**What needs to be done**
All of the entries are to be returned word for word.

══════════════════════════════

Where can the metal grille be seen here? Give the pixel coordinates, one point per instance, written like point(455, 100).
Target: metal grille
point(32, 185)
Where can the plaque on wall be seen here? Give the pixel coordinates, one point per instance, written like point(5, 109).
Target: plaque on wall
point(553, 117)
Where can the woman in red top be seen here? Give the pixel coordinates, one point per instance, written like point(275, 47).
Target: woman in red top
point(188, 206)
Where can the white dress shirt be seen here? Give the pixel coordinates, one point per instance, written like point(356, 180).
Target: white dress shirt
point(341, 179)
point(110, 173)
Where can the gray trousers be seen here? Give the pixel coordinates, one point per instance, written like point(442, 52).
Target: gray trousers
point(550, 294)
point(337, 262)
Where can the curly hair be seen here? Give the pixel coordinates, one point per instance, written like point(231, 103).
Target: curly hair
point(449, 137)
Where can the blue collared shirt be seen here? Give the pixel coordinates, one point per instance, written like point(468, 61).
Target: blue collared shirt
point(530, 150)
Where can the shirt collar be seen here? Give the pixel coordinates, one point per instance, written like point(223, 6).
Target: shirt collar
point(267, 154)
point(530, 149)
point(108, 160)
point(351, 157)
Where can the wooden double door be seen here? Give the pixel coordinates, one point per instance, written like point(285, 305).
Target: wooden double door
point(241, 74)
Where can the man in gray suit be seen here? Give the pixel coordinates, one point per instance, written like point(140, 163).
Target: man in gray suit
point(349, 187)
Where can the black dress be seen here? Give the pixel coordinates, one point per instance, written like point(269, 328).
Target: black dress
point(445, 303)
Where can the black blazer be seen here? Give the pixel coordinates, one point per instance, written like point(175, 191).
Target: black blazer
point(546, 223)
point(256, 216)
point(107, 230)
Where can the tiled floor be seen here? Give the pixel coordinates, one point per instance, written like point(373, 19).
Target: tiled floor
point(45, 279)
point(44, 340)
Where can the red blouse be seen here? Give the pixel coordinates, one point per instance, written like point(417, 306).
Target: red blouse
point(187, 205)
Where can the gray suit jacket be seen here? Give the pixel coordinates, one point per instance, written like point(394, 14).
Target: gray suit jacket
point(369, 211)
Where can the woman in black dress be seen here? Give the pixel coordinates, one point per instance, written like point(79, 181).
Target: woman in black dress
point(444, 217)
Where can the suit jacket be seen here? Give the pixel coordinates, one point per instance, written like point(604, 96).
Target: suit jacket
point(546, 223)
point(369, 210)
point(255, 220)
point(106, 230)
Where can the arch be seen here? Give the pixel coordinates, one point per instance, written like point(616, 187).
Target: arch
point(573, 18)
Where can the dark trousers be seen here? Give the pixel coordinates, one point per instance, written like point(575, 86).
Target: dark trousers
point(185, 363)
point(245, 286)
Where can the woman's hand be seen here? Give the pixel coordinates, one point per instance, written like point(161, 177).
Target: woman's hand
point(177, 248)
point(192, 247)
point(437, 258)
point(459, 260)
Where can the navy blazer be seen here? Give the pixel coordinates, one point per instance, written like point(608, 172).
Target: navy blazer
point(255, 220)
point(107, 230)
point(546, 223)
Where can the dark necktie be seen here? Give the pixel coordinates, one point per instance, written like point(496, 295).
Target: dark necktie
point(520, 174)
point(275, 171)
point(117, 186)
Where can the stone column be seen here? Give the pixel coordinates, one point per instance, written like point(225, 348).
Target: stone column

══════════════════════════════

**Expected answer**
Where can the metal grille be seen here? Give the pixel coordinates, one point per instance, written like point(455, 100).
Target: metal grille
point(32, 185)
Where can the plaque on wall be seen here? Give the pixel coordinates, one point per instance, written like point(5, 109).
Target: plaque on wall
point(553, 117)
Where can the woman in red top be seen here? Give the pixel coordinates, one point per instance, written like point(275, 47).
Target: woman in red top
point(188, 206)
Where can the white dress shirt be seen here? Give the pixel coordinates, one point per instance, written like point(356, 180).
Target: white dress shirt
point(341, 179)
point(110, 173)
Where can the gray trousers be seen here? Give the pixel coordinates, one point per instance, written like point(442, 52).
Target: gray trousers
point(550, 294)
point(337, 262)
Where can the curly hair be seen here? Give the pixel coordinates, one point per instance, written like point(231, 103).
Target: curly hair
point(449, 137)
Where can the blue collared shirt be seen here? Give the pixel coordinates, one point per instance, written like point(468, 61).
Target: blue collared shirt
point(530, 150)
Where can the shirt collar be seen here? Give the pixel coordinates, one point per instance, written like point(223, 6).
Target: shirt collar
point(267, 154)
point(530, 149)
point(108, 160)
point(351, 157)
Where can the wooden double door be seen here? Give the pixel coordinates, one point per instance, written like point(285, 305).
Target: wooden double door
point(241, 74)
Where can the man in gray suit be seen here? Give the pixel coordinates, one point per instance, written like point(140, 163).
Target: man in gray suit
point(349, 187)
Where can the black dress be seen here? Give the pixel coordinates, one point per instance, written like point(269, 328).
Target: black dress
point(445, 303)
Where can the black blazer be seen here? Give the pixel coordinates, one point per instance, written like point(175, 191).
Target: black blazer
point(546, 223)
point(256, 216)
point(107, 230)
Where can the tiled floor be seen here? Give the pixel coordinates, one point per instance, written like point(373, 19).
Target: tiled floor
point(45, 279)
point(44, 340)
Where can the red blouse be seen here? Give the pixel coordinates, one point per instance, written like point(417, 306).
Target: red blouse
point(187, 205)
Where can the gray suit jacket be seen here? Give the pixel coordinates, one point per instance, written like point(394, 14).
Target: gray suit jacket
point(369, 211)
Where can the woman in black dress be seen here? Give the pixel coordinates, one point per instance, written like point(79, 181).
Target: woman in black dress
point(444, 217)
Where can the suit jacket be seen here? Give the pixel coordinates, one point per instance, written like point(604, 96).
Target: suit jacket
point(546, 223)
point(369, 210)
point(255, 220)
point(106, 230)
Where can the arch be seen here? Give the pixel coordinates, one point per instance, written like point(616, 187).
Target: arch
point(573, 18)
Where can the dark trousers be seen here? Give the pixel coordinates, one point per instance, written like point(575, 86).
Target: dark trousers
point(185, 363)
point(245, 286)
Where can the woman's hand be seen here? Give the pixel coordinates, one point per instance, written like point(161, 177).
Target: woman's hand
point(177, 248)
point(192, 247)
point(437, 258)
point(459, 260)
Where can the navy blazer be seen here? Give the pixel coordinates, one point per instance, written like point(608, 172).
Target: navy blazer
point(255, 220)
point(107, 230)
point(546, 223)
Where can the dark necktie be seen here? Give the pixel coordinates, one point per instance, written like point(496, 295).
Target: dark necktie
point(520, 174)
point(275, 171)
point(117, 186)
Where can the stone column be seen here? Give the pixel coordinates, one point per instance, written like point(225, 348).
Target: stone column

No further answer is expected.